TESTO FORNITO ::

▼

L’ESSERE SPIRITUALE NEL SUO RAPPORTO CON DIO
«Lo spirito, non si deve dimenticarlo, è di natura divina; non può rinunziare alla verità che è dentro di lui. Può ignorarla per molto tempo, ma non per sempre perchè è egli stesso di natura divina, e già questo e un grande richiamo che non può lasciare a lungo inascoltato. È un richiamo che gli viene per una via naturale. In fondo, quando egli cerca di amare Dio, non si accorge che è l’amore verso se stesso che si riflette in Dio. Lo spirito prima di tutto ama se stesso: questa è una verità apparentemente amara o egoistica. Ama prima di tutto se stesso, perché nel momento in cui acquista coscienza e può dire«io sono», «io penso», questa affermazione egli sa che è valida soltanto in quanto esiste come soggetto, l’io senza del quale egli nulla sarebbe mai.
Questo amore verso se stesso direi che non è neppure amore. E se dovessi chiedervi se amate voi stessi vi metterei in serio imbarazzo.
Voi non lo sapete, in realtà, se vi amate: se amate le vostre braccia, le vostre mani, ecc….A voi può sembrare assurdo tutto questo, non ha molto senso rispondere a questa domanda, però è una domanda seria. In realtà voi non lo sapete; per esempio non amate il vostro cuore perché non lo vedete o, per lo stesso motivo il vostro sangue o i piedi! Forse cercate di capire; bene, lo spirito fa lo stesso. Prima di tutto egli vuole se stesso, afferma se stesso, non intende altro che se stesso: ma quando comincia a vivere sulla Terra, questa visione del «se stesso» diventa un fatto negativo. Perchè? Perché vivendo in una maniera totalmente istintiva ed egoista, finirà col fare le più grossolane sciocchezze, diventando cioé un uomo arido, egoista, puntiglioso, che pensa soltanto a sé. Ma come spirito, quando comincia a investigare, quando comincia a chiedersi le ragioni della propria vita e della propria struttura, quando comincia a capire che Dio lo ha emanato e quindi egli è della stessa Sua natura comincerà a fare uso delle esperienze con una prima valutazione morale anche se minima.

▲

RIGHE DI DATI ::
▼

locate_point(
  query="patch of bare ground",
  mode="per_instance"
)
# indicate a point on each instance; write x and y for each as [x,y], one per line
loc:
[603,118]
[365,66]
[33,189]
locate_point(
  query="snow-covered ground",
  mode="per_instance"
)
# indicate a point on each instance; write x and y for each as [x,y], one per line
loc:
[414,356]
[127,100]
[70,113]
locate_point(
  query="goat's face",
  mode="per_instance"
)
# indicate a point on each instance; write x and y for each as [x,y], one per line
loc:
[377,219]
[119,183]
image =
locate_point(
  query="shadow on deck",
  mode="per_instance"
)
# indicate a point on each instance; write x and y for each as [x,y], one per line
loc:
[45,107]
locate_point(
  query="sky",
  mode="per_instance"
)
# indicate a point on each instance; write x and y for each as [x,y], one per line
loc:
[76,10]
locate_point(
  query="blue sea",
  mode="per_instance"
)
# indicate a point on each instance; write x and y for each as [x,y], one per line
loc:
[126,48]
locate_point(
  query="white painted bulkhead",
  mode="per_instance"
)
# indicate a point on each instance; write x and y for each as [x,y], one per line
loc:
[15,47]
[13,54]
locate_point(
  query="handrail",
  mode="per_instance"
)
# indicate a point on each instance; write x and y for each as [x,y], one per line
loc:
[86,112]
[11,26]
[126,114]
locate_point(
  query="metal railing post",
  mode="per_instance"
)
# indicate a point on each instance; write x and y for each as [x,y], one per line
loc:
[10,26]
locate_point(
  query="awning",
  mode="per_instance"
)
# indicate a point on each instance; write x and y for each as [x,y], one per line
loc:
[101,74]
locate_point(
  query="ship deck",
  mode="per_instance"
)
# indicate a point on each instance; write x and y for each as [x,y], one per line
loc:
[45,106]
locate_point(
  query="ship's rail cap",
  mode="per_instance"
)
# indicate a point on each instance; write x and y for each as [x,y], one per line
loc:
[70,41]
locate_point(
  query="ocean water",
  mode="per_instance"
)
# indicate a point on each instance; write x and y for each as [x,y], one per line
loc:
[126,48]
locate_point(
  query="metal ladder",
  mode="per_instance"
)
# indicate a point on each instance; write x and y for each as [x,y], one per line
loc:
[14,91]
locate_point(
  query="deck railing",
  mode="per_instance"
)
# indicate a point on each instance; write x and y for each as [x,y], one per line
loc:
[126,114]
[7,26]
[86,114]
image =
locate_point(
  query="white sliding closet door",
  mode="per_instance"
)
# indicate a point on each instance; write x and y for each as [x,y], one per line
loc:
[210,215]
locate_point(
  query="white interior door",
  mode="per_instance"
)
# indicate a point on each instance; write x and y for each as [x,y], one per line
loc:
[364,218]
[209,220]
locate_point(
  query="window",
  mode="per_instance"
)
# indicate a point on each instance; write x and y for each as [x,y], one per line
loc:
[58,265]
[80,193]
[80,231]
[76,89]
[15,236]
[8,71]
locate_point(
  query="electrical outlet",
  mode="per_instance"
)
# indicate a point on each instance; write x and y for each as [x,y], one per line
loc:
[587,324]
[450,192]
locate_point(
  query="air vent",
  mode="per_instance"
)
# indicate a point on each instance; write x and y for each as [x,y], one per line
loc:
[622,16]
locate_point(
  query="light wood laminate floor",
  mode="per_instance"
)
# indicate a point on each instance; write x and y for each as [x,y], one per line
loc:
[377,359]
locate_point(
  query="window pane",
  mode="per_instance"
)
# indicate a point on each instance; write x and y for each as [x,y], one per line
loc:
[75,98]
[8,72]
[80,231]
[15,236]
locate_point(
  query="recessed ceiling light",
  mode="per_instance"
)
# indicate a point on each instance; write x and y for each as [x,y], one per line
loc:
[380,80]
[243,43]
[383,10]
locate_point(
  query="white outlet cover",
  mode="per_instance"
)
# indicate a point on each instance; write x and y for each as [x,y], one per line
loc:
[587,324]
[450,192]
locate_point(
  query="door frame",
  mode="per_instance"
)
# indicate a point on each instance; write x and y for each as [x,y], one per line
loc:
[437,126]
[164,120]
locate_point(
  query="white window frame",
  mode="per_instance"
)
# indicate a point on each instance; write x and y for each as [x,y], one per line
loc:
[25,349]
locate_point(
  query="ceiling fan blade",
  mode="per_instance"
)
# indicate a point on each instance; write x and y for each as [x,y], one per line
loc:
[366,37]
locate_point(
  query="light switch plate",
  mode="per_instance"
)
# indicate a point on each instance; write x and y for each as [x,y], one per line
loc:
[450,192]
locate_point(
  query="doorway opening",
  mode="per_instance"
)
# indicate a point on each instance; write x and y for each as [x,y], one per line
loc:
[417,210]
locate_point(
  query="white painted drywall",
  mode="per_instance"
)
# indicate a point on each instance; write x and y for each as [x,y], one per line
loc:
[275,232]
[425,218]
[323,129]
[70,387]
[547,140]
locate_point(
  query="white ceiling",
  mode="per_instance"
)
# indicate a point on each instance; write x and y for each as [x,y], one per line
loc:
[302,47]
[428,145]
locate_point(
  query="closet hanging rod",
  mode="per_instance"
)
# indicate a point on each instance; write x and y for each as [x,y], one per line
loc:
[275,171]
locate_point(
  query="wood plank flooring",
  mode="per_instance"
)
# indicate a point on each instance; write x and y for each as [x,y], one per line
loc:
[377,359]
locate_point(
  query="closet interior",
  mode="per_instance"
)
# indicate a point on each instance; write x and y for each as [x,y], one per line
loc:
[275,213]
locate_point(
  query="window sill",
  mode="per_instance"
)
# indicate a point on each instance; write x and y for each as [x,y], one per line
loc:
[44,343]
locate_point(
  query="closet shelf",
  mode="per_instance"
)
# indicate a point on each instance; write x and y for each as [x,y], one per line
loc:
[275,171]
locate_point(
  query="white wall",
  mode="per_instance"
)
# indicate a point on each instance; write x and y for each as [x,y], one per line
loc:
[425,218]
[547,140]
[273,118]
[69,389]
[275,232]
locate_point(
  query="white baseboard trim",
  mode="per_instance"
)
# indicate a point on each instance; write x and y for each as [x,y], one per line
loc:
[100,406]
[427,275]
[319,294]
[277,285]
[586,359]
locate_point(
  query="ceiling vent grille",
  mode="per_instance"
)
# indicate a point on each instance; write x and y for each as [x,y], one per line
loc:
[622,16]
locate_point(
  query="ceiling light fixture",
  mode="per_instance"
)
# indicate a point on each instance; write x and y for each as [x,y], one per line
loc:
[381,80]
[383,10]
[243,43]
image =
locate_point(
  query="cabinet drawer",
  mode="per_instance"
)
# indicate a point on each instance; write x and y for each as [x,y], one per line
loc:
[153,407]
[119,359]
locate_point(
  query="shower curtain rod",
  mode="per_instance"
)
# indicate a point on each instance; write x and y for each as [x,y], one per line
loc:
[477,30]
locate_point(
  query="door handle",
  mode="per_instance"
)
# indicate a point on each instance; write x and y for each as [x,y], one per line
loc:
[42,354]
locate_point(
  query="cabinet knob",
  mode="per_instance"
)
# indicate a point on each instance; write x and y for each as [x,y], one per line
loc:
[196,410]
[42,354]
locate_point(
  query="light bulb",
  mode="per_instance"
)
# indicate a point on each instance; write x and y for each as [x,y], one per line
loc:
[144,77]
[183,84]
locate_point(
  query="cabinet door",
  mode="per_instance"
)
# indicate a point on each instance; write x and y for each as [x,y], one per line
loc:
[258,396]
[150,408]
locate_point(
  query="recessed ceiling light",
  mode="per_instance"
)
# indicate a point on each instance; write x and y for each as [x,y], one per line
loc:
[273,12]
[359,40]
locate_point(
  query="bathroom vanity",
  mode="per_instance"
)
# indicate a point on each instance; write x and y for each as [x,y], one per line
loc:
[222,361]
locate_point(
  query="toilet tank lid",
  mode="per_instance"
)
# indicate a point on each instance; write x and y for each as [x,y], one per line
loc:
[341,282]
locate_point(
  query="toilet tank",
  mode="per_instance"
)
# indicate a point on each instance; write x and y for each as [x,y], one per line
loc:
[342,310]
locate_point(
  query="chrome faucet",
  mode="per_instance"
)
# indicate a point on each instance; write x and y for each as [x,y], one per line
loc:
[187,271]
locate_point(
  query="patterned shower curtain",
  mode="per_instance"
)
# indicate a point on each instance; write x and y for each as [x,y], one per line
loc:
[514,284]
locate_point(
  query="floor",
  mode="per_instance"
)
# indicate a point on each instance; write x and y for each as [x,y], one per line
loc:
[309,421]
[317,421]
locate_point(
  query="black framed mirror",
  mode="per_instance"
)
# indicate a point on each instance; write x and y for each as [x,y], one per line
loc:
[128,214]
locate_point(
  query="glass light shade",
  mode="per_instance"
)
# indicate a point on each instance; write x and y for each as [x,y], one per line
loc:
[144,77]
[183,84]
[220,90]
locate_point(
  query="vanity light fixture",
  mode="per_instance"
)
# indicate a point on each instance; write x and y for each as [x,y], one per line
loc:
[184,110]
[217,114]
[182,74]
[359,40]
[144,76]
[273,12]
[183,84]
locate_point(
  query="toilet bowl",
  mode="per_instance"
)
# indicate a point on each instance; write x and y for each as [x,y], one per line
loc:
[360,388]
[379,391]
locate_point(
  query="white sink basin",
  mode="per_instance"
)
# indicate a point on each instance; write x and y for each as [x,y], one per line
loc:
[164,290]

▲

Per favore, prosegui il testo sullo spirito e il suo rapporto con Dio, ripartendo subito dopo l'ultima frase riportata.

RISPOSTA AL COMPITO ::
E comincerà allora non più a giudicare soltanto se stesso, ma anche la realtà che gli è intorno: e questo è il primo incontro con Dio.
Inizia così il rapporto verso questa Forza anonima. Contemporaneamente, dal contatto con altri e con la realtà si accorge, che la sua vita è regolata da leggi e che molte di queste lui stesso le evoca col suo atteggiamento; nasce, così, una valutazione morale.
Amore verso Dio
Quando sarà passato tanto e tanto tempo, lo spirito finirà col capire che tutte le leggi sono fatte per lui, almeno nel senso che tutte sono a suo vantaggio. Tutte le leggi sono a vantaggio dello spirito, così come sono a vantaggio di tutto l’universo; non esiste una sola legge che sia contro l’universo e contro lo spirito.
Per quanto riguarda lo spirito che vive in quest’universo, egli con l’evoluzione migliora continuamente e si raffina, e diventa più intelligente, acquistando più coscienza. Egli si muove in una serie di leggi che sono sempre a suo vantaggio; per quanto possano aversi degli svantaggi provvisori dall’esperienza stessa dell’universo, l’importante è che lo spirito comprenda che anche le cosiddette cadute, le esperienze pesanti, sono sempre a vantaggio suo.
Egli instaura allora, col Creatore (che intanto avrà riconosciuto come tale) un rapporto che non sarà di amore in senso letterale e in senso terreno, ma un rapporto di continuo riferimento. Cioè egli sentirà insostituibile la presenza di Dio, sentirà che senza Dio null’altra cosa è possibile.
Riconoscerà che la sua vita è dipesa soltanto da un atto di Dio e che continuerà sempre, perché Dio è un essere perfetto. Sentirà la presenza di Dio come cosa indispensabile e insostituibile in senso assoluto. Questo è l’amore che lo spirito ha verso Dio.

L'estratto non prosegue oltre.